Exercise objective: Output every entry below exactly as it is written.

Records supplied:
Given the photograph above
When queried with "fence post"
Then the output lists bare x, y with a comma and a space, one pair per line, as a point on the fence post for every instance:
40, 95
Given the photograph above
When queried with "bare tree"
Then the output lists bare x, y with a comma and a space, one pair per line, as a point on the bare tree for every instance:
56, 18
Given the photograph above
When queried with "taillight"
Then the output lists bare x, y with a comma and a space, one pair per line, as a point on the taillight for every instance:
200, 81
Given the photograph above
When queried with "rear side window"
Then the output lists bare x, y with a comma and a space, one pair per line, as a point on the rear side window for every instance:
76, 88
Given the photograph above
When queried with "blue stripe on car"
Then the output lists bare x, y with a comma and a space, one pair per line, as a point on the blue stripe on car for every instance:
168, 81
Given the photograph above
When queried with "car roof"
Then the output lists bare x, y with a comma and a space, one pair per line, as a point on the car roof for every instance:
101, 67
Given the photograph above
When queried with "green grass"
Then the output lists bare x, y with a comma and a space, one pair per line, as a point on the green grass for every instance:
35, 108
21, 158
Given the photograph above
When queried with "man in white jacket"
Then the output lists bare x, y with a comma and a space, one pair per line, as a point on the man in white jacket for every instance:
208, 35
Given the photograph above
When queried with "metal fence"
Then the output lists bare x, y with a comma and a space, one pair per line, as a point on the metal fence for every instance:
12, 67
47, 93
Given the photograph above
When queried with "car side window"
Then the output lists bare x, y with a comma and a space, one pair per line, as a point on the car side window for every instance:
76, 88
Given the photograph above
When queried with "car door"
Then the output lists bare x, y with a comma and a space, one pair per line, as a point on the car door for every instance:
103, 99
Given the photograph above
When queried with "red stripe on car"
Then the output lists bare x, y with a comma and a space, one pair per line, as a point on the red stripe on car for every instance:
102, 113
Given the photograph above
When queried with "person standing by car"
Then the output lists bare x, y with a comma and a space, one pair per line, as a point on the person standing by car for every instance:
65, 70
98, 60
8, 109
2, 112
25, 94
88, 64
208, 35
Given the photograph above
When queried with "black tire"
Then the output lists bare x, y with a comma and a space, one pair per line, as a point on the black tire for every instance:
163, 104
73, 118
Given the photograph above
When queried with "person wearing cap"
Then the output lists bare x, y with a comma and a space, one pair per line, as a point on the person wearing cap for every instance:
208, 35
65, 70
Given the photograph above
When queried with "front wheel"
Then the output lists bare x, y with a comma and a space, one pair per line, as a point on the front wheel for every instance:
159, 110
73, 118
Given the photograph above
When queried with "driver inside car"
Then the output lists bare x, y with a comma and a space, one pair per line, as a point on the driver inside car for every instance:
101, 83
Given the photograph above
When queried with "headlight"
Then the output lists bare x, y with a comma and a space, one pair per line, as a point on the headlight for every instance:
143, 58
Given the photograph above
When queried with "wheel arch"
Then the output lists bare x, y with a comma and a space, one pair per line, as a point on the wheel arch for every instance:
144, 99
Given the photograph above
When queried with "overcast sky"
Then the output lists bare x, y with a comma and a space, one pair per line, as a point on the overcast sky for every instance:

Finished task:
Given the photograph above
When queried with "fence post"
Then the output lists bare x, y with a comma and a space, one pair per line, as a point on the fence post for every instance:
40, 95
Given the photograph above
When queried with "bare tree"
Then the output lists bare x, y with a comma and a space, one pair per line, as a point on the bare tree for every instance:
56, 18
Given the photograph above
When queried with "taillight"
Then the output lists bare x, y with a comma and a space, one pair per line, as a point on the taillight for every instance:
200, 81
Given the photograph above
When queried with "rear side window"
Then the output lists bare x, y with a comma and a space, one pair per line, as a point on the rear side window for every instance:
76, 88
Given the photograph above
When queried with "blue stripe on car"
Then the output lists bare x, y with a comma and a space, one pair per line, as a point on the blue stripe on car for every instance:
168, 81
Given the photograph above
When queried with "car roof"
Then the output lists bare x, y with a comma and a space, one pair per line, as a point on the car roof for every instance:
101, 67
Given the photograph above
When queried with "green grass"
Then the output lists bare x, y with a comma and a space, one pair per line, as a point on the green grass for every instance:
35, 108
21, 158
Given the photograph above
When queried with "man in white jacket"
Then the output lists bare x, y with a comma and a space, one pair per line, as a point on the man in white jacket for every instance:
208, 35
Given the photograph above
When queried with "metal fence"
Then the output lists bare x, y with a comma and a space, one pair per line, as a point on the metal fence for every instance:
12, 67
47, 93
Given the photograph above
When queried with "car side window"
Then the output lists bare x, y with a comma and a space, one pair per line, as a point on the car side window for every instance:
76, 88
Given the photograph above
When queried with "car door"
Then the output lists bare x, y with a comma and a space, one pair per line, as a point on the car door for every instance:
103, 99
Given the photograph above
When queried with "red stripe on car"
Then the output lists bare x, y with a comma and a space, one pair per line, as a point on the red stripe on car for every instance:
102, 113
Given the photograph above
When queried with "person standing by car"
Then the output lists bare x, y with a comma and a space, one pair per line, as a point on the person standing by car for every instance:
65, 70
98, 60
8, 109
2, 112
25, 94
88, 64
208, 35
Given the photograph above
When queried with "black tire"
Then the output lists bare x, y with a comma and a space, one pair per line, as a point on the black tire for every instance:
163, 104
73, 118
Given the photograph above
When queried with "person wearing cap"
Then the output lists bare x, y with a comma and a space, one pair per line, as a point on the person wearing cap for every instance:
208, 35
65, 70
Given the photograph above
When queried with "front wheel"
Then the output lists bare x, y with a comma and a space, one pair per line, as a point on the front wheel for every instance:
159, 110
73, 118
Given the photograph above
When queried with "driver inside car"
Then the output lists bare x, y with a comma and a space, one pair per line, as a point on the driver inside car for every instance:
101, 83
Given the photograph above
When queried with "headlight"
Then the output lists bare x, y with a comma and a space, one pair per line, as a point on the headlight for every instance:
143, 58
Given the photograph above
When queried with "wheel arch"
Then the output lists bare x, y with a comma and a space, one pair per line, as a point on the wheel arch for every instance:
144, 99
Given the photograph above
When queried with "overcast sky"
Then the output lists bare x, y with a comma and a space, one pair per line, as a point on the overcast sky for every instance:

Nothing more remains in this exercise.